**PASSAGE GIVEN**
● ● ● ● ● ● ●

UNITED STATES DISTRICT COURT EASTERN DISTRICT OF MICHIGAN SOUTHERN DIVISION
Jul 30, 2014
Case No. 11-15248 (E.D. Mich. Jul. 30, 2014)

Opinion

Case No. 11-15248

07-30-2014

Adhid Miri, an individual, The Exchange Inc., A Michigan corporation d/b/a 'Copper Canyon" on behalf of themselves and all other similarly situated persons and entities, Plaintiffs, v. Kevin Clinton, in his capacity as Treasurer for the State of Michigan, Rick Rodriguez, an individual, Barbara Weathersbee, an individual, Michigan State Trooper John Doe #1, and Michigan State Trooper John Doe #2, Defendants.


OPINION AND ORDER GRANTING DEFENDANT RODRIGUEZ'S MOTION FOR SUMMARY JUDGMENT ON THE ISSUE OF QUALIFIED IMMUNITY [86]

Currently before the Court is Defendant Rick Rodriguez's Motion for Summary Judgement on the issue of qualified immunity. For the reasons set forth below, the Court GRANTS Defendant Rodriguez's motion and finds that he is entitled to qualified immunity.

I. FACTS

The facts of this case have been laid out by the Court on several occasions, and a detailed account of all of the facts can be found in the Court's Opinion and Order of May 14, 2013. What follows, therefore, is a brief review of the undisputed facts relevant to the instant motion. Plaintiff Adhid Miri ("Miri") owned and operated Copper Canyon, a restaurant. After falling behind on his state tax obligation for the business, Miri entered into a repayment agreement with the Michigan State Department of the Treasury. After Miri demonstrated an inability to meet the payment obligations under the repayment agreement, Defendant Rick Rodriguez ("Rodriguez") applied for a tax warrant in order to seize the assets of Copper Canyon in satisfaction of the business's outstanding tax debt.

● ● ● ● ● ● ●

**INFORMATION GIVEN**

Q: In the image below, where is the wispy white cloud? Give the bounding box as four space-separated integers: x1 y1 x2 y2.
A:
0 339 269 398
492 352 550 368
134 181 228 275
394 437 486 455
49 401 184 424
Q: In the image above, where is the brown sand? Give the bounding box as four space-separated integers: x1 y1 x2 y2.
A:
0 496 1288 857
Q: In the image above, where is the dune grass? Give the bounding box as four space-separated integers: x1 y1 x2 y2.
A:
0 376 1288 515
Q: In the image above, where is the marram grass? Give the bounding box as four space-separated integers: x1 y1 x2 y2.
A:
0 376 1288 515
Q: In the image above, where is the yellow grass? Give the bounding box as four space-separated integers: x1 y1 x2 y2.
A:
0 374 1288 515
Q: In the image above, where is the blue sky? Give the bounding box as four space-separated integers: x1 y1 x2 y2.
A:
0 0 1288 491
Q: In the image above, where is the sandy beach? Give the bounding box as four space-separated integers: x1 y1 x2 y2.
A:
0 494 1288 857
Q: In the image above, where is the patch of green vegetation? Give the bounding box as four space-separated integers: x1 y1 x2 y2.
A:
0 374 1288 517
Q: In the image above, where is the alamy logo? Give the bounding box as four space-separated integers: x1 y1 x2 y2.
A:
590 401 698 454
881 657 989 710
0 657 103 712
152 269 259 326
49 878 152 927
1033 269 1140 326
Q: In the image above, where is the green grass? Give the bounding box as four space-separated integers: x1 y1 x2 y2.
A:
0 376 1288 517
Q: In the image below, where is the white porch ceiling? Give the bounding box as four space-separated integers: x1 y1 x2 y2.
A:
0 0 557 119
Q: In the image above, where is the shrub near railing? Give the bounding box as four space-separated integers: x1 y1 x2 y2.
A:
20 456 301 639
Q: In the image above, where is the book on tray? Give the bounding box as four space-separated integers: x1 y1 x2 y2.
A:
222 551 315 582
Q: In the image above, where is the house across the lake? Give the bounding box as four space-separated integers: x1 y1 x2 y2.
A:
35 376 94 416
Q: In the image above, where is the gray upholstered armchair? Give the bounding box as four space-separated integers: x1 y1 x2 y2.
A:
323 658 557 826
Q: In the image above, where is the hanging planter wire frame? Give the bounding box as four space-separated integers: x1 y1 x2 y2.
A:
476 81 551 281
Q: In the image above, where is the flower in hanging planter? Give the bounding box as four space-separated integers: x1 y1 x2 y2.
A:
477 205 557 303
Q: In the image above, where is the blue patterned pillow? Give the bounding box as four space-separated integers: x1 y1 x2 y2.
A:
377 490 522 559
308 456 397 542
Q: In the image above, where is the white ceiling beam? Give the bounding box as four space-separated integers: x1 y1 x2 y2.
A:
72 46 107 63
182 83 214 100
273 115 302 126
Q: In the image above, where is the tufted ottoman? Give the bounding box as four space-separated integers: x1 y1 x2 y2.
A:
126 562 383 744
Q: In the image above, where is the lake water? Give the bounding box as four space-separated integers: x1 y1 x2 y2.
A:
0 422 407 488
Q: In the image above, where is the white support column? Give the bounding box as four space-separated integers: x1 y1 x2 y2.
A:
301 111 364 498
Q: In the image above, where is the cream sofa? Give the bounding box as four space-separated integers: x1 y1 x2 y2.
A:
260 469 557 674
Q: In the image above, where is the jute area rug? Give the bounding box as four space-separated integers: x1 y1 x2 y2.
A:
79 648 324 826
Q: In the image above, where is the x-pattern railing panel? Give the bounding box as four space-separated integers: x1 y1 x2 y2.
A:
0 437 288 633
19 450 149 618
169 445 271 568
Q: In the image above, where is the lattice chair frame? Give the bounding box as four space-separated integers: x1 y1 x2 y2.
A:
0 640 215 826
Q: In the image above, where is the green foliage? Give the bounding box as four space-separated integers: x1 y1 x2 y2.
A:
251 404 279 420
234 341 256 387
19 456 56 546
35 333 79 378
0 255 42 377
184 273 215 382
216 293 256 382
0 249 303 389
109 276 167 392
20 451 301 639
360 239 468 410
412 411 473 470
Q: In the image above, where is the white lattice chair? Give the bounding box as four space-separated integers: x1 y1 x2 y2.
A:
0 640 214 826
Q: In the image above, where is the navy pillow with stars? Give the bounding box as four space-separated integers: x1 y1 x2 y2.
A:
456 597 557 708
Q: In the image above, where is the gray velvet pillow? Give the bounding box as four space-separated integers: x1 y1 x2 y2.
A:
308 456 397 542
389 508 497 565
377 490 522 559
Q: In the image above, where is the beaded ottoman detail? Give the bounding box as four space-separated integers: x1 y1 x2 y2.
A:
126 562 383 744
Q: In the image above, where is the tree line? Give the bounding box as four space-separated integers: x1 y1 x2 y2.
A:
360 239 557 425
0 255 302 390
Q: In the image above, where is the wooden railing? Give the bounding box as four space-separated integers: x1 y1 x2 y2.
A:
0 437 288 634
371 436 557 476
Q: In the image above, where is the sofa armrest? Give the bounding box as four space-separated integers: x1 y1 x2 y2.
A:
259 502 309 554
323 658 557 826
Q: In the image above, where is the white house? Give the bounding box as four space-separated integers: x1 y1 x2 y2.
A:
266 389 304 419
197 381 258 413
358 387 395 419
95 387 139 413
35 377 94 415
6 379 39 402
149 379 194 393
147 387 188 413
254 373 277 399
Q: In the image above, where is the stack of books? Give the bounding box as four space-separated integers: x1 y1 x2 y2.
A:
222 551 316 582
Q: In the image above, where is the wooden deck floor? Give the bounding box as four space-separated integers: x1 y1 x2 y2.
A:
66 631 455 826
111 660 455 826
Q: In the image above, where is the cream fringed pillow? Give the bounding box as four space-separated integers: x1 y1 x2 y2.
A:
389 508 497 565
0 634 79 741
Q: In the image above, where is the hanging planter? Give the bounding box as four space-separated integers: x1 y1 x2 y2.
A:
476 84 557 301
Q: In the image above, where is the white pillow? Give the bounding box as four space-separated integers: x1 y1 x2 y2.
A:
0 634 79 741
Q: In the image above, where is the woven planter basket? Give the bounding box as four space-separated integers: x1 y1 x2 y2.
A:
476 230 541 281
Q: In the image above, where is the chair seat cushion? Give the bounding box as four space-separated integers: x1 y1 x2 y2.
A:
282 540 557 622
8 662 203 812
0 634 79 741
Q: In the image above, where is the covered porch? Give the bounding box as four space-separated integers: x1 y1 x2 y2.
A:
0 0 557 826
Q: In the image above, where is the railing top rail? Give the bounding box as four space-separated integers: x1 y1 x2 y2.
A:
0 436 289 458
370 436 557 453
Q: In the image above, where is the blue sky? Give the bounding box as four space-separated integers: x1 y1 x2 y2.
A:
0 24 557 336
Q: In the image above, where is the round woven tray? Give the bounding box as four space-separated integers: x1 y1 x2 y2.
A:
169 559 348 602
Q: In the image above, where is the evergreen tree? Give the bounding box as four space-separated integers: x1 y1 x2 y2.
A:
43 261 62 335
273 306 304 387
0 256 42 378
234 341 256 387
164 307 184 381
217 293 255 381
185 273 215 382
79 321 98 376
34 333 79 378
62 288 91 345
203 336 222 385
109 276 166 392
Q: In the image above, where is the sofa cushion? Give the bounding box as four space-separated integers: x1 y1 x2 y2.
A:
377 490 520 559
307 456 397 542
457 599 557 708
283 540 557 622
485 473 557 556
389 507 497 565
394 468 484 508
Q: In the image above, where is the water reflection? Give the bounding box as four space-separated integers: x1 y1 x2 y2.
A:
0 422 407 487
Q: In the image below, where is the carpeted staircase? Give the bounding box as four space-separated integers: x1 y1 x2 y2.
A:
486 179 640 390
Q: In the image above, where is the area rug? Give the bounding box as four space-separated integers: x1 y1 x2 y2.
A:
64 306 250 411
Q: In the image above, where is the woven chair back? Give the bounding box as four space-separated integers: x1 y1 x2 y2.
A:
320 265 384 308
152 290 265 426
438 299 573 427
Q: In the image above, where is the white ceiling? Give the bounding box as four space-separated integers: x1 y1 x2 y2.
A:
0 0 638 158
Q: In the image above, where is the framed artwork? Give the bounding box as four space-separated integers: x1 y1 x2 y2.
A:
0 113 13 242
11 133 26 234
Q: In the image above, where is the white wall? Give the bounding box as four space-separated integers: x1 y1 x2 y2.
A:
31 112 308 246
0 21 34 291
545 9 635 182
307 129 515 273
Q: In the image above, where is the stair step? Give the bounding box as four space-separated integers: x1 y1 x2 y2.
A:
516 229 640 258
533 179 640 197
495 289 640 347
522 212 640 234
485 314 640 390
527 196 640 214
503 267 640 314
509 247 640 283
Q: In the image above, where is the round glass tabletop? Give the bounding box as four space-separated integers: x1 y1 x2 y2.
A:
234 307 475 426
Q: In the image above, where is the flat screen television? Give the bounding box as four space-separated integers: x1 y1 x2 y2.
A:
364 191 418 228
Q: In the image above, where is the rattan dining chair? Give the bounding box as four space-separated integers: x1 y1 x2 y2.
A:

● ● ● ● ● ● ●

**TO DO**
(A) Rewrite the stretch of the court opinion from "Adhid Miri, an" through "to qualified immunity.", changing "Treasurer" to "Comptroller".
(B) Rescale the stretch of the records from their start through the line containing "49 401 184 424", and give only that stretch, requests included. Multiply every bounding-box coordinate in the answers by 1.85, and round each result to a whole number, rounding halves up.

**ANSWERS IN ORDER**
(A)
Adhid Miri, an individual, The Exchange Inc., A Michigan corporation d/b/a 'Copper Canyon" on behalf of themselves and all other similarly situated persons and entities, Plaintiffs, v. Kevin Clinton, in his capacity as Comptroller for the State of Michigan, Rick Rodriguez, an individual, Barbara Weathersbee, an individual, Michigan State Trooper John Doe #1, and Michigan State Trooper John Doe #2, Defendants.


OPINION AND ORDER GRANTING DEFENDANT RODRIGUEZ'S MOTION FOR SUMMARY JUDGMENT ON THE ISSUE OF QUALIFIED IMMUNITY [86]

Currently before the Court is Defendant Rick Rodriguez's Motion for Summary Judgement on the issue of qualified immunity. For the reasons set forth below, the Court GRANTS Defendant Rodriguez's motion and finds that he is entitled to qualified immunity.

(B)
Q: In the image below, where is the wispy white cloud? Give the bounding box as four space-separated integers: x1 y1 x2 y2.
A:
0 627 498 736
910 651 1018 681
248 335 422 509
729 808 899 842
91 742 340 784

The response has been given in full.